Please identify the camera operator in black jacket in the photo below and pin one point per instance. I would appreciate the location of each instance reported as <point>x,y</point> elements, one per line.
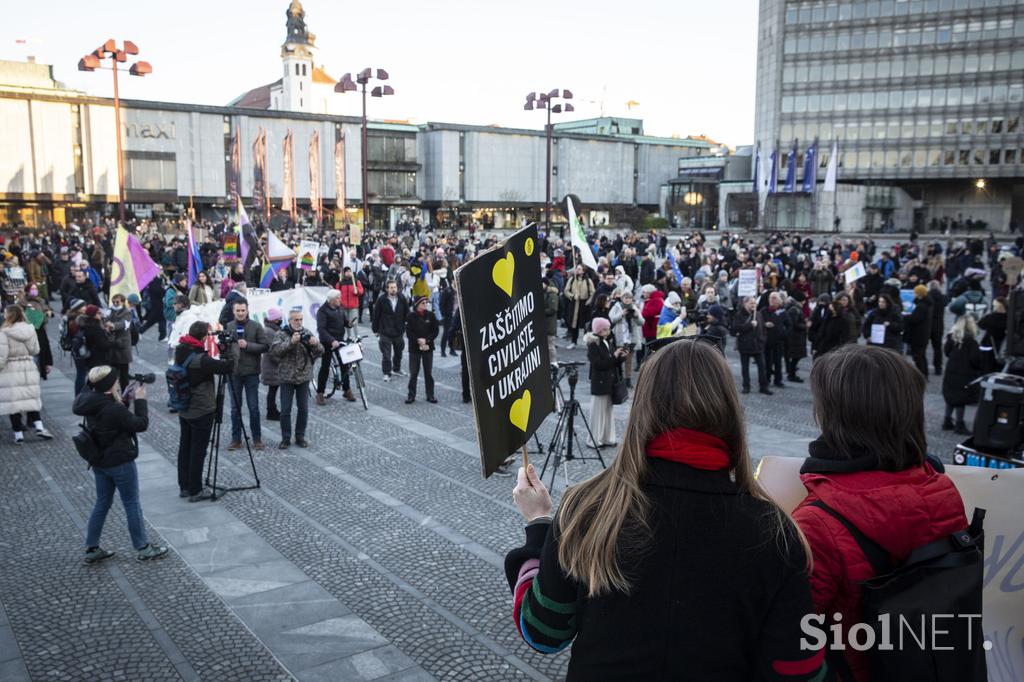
<point>113,427</point>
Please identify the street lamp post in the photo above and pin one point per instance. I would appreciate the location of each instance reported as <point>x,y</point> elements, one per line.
<point>109,50</point>
<point>544,100</point>
<point>346,84</point>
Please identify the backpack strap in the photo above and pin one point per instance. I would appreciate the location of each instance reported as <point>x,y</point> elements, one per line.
<point>877,555</point>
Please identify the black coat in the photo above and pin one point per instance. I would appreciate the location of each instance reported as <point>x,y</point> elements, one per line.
<point>965,364</point>
<point>603,365</point>
<point>114,426</point>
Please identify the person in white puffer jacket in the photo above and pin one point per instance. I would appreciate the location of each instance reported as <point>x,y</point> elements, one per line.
<point>18,375</point>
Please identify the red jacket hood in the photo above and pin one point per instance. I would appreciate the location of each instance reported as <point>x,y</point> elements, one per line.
<point>899,510</point>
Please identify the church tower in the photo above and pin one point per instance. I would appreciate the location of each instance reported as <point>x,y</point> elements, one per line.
<point>297,57</point>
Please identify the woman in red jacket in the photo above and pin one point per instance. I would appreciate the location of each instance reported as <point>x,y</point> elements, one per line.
<point>869,466</point>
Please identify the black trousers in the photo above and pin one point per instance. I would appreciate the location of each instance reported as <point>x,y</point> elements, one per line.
<point>195,440</point>
<point>426,358</point>
<point>744,366</point>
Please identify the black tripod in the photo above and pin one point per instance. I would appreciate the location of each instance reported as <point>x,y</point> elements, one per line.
# # # #
Problem:
Your reply should hold only the records, duplicated exactly, without any image.

Solution to this task:
Please identify the camera operator in black jacket in the photo below and pin one point per instance. I would appreciate the location of each instance reported as <point>x,y</point> elements, one per line.
<point>113,427</point>
Please identify the street lamp post in the photo above and pin one point per instance. I would appreciate the location of each instance reported as <point>x,y</point> elements, one per line.
<point>109,50</point>
<point>544,100</point>
<point>346,84</point>
Please identify the backpack strap in the photo above and pin one point per instance. I would appreciate the location of each instance reported as <point>x,y</point> elements, one per line.
<point>877,555</point>
Please identify the black coat in the photo above and pin one point per instance. I would appreciate the location of each instance reported as <point>x,y</point> elements, one per line.
<point>965,364</point>
<point>603,365</point>
<point>114,426</point>
Please identify the person in white puffer jacket in the photo above and pin one point per instance. I would appreciate the location of each instance reported as <point>x,y</point> elements, one per line.
<point>18,375</point>
Please identify the red jacket hood in the photo above and pin one point per instance. I would appreciate the location of each instance reported as <point>x,y</point> elements, one per line.
<point>899,510</point>
Please identify the church tower in the photo above and pin one point per instance. I would appreciate the location of each instance reported as <point>x,y</point> elements, one per line.
<point>297,57</point>
Please identify the woman in red jacket in the photo above and pin one point per instance. I would appreciate the location of each instance reported as <point>x,y</point> elements, one per line.
<point>869,466</point>
Please identify the black trousers in the photo above and pin one point per instance. I would appreciate the location of each instance reported as <point>x,y</point> elements, one per line.
<point>195,440</point>
<point>426,358</point>
<point>744,366</point>
Please identify the black tripod in the photo above and pin one point per instance. I would appreciate the location of each instance reported as <point>x,y</point> elements, one per line.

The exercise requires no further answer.